-- EXCERPTED RECORDS --
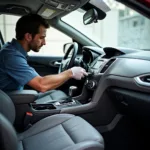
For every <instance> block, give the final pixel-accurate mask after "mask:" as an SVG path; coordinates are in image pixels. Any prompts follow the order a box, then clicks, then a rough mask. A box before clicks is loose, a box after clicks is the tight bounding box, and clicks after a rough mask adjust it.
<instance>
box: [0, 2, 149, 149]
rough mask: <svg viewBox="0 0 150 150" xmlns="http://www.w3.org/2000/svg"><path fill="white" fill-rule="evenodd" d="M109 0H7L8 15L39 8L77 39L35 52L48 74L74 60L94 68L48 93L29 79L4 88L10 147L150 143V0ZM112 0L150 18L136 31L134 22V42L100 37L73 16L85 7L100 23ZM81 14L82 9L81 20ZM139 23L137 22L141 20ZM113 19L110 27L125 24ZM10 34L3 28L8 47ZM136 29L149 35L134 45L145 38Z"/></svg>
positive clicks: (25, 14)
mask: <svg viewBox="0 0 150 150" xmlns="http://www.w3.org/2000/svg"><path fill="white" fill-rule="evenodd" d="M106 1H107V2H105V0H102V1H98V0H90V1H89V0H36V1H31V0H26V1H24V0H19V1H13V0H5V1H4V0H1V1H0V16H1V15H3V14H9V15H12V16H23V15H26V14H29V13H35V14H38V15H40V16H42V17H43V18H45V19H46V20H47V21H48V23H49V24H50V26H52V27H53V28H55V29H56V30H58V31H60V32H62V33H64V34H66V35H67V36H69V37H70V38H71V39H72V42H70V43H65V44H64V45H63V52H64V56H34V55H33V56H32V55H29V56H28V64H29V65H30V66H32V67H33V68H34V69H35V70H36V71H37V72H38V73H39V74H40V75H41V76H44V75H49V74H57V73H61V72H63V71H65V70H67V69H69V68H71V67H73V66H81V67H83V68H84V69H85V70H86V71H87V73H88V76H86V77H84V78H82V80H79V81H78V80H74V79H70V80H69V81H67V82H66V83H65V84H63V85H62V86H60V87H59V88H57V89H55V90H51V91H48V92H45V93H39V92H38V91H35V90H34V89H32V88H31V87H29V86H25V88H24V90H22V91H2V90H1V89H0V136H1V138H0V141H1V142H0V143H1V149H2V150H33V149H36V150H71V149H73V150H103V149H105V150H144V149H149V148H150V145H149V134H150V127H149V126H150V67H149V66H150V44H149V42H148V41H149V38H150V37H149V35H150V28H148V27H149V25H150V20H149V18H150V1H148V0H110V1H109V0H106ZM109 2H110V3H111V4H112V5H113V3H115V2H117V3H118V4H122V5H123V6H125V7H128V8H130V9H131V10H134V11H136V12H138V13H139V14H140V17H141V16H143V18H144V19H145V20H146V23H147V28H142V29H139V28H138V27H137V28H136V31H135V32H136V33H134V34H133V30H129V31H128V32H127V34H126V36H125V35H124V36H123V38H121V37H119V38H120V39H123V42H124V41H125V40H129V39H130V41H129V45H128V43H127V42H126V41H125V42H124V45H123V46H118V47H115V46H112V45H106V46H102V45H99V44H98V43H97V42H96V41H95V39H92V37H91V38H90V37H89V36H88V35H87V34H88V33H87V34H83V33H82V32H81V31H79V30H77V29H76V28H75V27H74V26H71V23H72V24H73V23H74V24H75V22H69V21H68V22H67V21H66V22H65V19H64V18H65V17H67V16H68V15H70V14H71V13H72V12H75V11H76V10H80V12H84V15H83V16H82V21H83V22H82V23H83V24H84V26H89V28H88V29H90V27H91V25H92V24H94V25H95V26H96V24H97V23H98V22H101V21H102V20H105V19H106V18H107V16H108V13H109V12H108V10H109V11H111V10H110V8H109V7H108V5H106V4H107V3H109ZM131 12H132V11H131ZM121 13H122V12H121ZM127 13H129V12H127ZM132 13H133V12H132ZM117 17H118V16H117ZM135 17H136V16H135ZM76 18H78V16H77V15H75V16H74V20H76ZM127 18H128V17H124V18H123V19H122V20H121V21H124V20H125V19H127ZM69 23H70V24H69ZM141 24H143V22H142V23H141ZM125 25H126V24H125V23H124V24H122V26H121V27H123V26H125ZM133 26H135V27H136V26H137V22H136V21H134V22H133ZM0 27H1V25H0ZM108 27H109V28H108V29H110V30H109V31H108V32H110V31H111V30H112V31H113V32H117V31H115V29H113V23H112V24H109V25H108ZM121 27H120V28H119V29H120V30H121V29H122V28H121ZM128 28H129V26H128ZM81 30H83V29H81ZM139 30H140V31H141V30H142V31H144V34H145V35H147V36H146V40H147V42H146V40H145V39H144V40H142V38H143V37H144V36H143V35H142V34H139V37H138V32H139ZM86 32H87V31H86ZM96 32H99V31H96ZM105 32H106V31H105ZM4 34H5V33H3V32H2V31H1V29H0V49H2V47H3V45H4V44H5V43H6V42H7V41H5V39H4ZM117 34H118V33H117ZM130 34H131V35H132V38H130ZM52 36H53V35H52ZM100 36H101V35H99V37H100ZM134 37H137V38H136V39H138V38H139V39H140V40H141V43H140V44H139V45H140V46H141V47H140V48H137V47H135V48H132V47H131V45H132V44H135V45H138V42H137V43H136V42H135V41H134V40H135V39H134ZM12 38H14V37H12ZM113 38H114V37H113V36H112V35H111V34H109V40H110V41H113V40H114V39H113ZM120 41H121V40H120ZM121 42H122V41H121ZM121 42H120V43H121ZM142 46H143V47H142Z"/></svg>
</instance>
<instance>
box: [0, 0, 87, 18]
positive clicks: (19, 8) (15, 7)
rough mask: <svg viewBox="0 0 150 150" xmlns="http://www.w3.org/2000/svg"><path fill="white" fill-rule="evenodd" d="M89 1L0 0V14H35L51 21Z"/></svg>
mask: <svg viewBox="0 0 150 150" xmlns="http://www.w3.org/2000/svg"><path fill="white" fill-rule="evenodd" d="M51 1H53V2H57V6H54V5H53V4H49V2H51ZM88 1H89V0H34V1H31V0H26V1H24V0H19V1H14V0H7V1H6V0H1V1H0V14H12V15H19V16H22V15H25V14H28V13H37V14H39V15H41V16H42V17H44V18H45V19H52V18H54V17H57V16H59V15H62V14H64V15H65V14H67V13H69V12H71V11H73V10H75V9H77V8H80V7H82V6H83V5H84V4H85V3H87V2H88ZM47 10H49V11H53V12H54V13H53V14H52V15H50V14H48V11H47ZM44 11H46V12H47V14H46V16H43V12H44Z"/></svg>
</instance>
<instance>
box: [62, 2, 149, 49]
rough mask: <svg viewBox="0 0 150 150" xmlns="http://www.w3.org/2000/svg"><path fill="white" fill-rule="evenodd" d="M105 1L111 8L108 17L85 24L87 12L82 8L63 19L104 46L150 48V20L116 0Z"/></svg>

* * *

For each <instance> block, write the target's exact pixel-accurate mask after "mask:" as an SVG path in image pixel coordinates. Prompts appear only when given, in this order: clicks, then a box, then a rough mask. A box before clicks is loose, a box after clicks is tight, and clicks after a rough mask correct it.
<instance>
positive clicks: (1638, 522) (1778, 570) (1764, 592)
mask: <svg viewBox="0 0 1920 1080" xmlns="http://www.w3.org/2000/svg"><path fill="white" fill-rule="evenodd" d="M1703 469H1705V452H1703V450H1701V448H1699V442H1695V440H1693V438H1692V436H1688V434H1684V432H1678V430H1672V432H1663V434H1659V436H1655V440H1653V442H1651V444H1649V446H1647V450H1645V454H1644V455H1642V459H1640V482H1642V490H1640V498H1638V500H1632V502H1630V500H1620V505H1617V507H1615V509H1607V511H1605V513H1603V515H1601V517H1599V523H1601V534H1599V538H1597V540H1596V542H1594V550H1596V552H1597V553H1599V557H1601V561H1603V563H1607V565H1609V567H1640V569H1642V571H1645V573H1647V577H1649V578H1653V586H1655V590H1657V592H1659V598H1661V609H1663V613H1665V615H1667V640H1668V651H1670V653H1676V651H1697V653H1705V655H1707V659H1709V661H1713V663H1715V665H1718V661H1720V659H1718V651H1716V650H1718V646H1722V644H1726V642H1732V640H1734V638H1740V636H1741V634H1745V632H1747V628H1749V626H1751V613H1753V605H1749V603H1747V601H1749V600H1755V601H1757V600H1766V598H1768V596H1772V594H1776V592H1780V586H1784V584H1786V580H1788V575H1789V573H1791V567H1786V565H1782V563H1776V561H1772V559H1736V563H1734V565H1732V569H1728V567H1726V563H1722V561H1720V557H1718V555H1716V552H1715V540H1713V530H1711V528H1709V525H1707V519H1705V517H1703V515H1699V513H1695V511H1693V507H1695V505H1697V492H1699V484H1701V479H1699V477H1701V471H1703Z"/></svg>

-- TO DO --
Pull out every line in the items above that contains the word "positive" and copy each of those lines in full.

-- TASK ANSWER --
positive clicks: (25, 14)
positive clicks: (19, 8) (15, 7)
positive clicks: (1638, 522) (1778, 570) (1764, 592)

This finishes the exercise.